====== GIVEN DATA
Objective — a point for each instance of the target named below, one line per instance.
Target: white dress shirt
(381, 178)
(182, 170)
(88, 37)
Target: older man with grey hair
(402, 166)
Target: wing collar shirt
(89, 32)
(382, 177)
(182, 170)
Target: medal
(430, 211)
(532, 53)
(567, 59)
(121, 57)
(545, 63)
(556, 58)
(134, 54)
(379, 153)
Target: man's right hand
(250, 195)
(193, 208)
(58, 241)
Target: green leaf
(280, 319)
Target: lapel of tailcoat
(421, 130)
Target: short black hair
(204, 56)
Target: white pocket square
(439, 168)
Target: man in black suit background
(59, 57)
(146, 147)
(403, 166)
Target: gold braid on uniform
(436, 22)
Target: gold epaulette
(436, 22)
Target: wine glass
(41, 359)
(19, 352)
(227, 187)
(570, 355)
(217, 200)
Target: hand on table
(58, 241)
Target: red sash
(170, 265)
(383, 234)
============
====== GIVEN DATA
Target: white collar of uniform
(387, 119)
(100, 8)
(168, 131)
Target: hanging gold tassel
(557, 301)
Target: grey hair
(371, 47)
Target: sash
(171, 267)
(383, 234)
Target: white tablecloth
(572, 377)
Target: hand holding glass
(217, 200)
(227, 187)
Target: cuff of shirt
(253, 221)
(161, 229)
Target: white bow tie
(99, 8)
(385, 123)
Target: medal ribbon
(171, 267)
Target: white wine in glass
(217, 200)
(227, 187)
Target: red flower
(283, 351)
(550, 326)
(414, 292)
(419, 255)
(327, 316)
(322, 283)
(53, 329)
============
SET TASK — List each line of the entries above that contains the word "shirt", copying every such line in full.

FINAL ANSWER —
Target: white dress shirt
Target: wing collar shirt
Target: cuff of shirt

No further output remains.